* **What to do**: Through the line with "rough mask: <svg" and starting from the first line, return the records below word for word, with pictures left out.

* **Data records**:
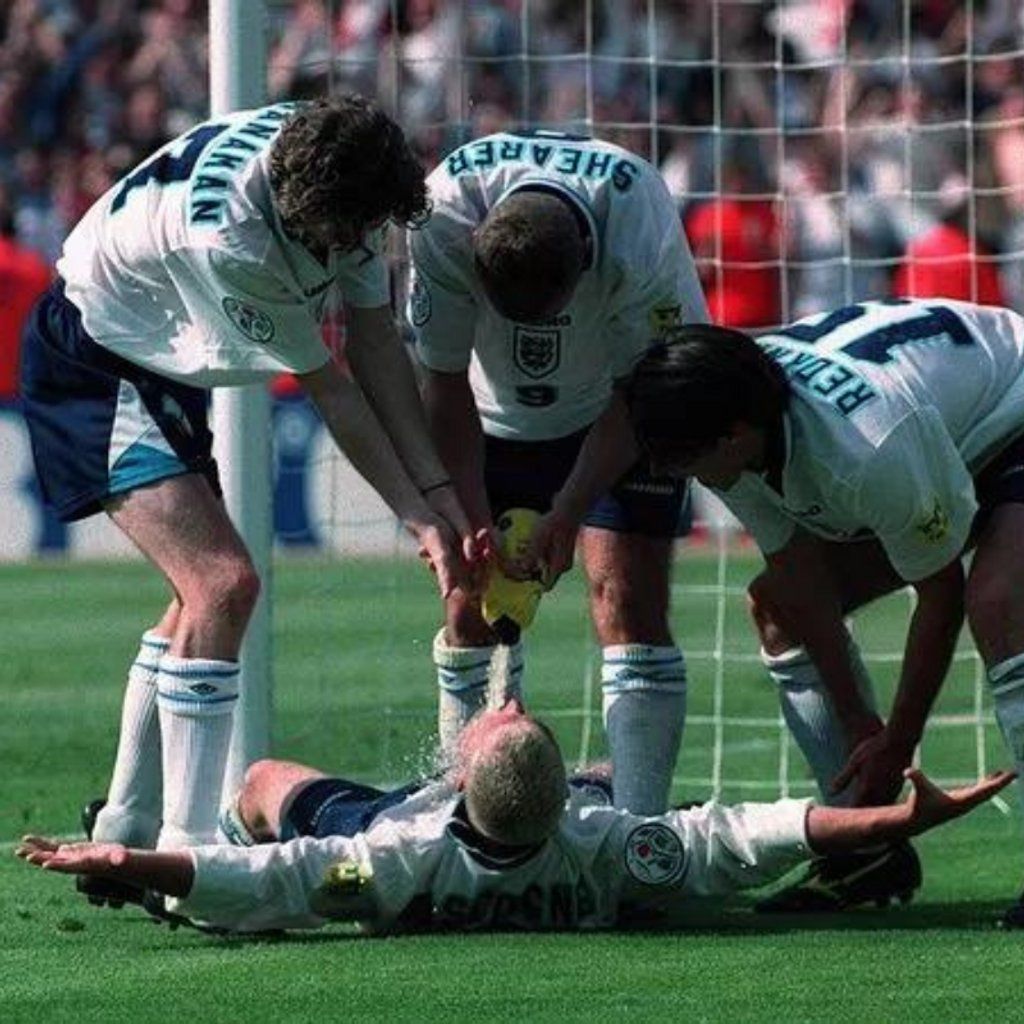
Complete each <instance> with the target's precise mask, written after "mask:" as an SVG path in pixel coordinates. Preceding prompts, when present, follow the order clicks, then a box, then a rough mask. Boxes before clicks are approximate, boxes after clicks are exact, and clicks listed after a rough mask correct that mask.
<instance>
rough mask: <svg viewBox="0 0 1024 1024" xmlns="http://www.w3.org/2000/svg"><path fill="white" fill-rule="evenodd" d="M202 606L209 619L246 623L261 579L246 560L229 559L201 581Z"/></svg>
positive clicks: (252, 604)
mask: <svg viewBox="0 0 1024 1024" xmlns="http://www.w3.org/2000/svg"><path fill="white" fill-rule="evenodd" d="M204 584H205V586H204V594H203V595H202V600H203V603H204V604H205V606H206V610H207V613H208V614H209V615H211V616H214V617H217V618H220V620H227V621H230V622H234V623H245V622H247V621H248V620H249V616H250V615H251V614H252V610H253V608H254V607H255V605H256V601H257V600H258V598H259V593H260V579H259V574H258V573H257V571H256V569H255V568H254V566H253V564H252V562H250V561H249V560H248V559H231V560H229V561H226V562H221V563H219V564H217V565H216V566H214V567H212V568H211V570H210V571H209V572H208V573H207V575H206V579H205V581H204Z"/></svg>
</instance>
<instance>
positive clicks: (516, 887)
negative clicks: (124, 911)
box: [172, 783, 810, 931]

* **Written answer**:
Complete each <instance> with the target's precise mask, written after "mask:" as an SVG path in pixel coordinates. Preceding prompts, when present, follow the order clicks, then a box, then a rough mask. Boxes before clicks are approximate, boxes after clicks are exact, and clicks listed after a rough mask correct that mask.
<instance>
rough mask: <svg viewBox="0 0 1024 1024" xmlns="http://www.w3.org/2000/svg"><path fill="white" fill-rule="evenodd" d="M202 606L209 619L246 623L261 579L246 560L229 559L201 581Z"/></svg>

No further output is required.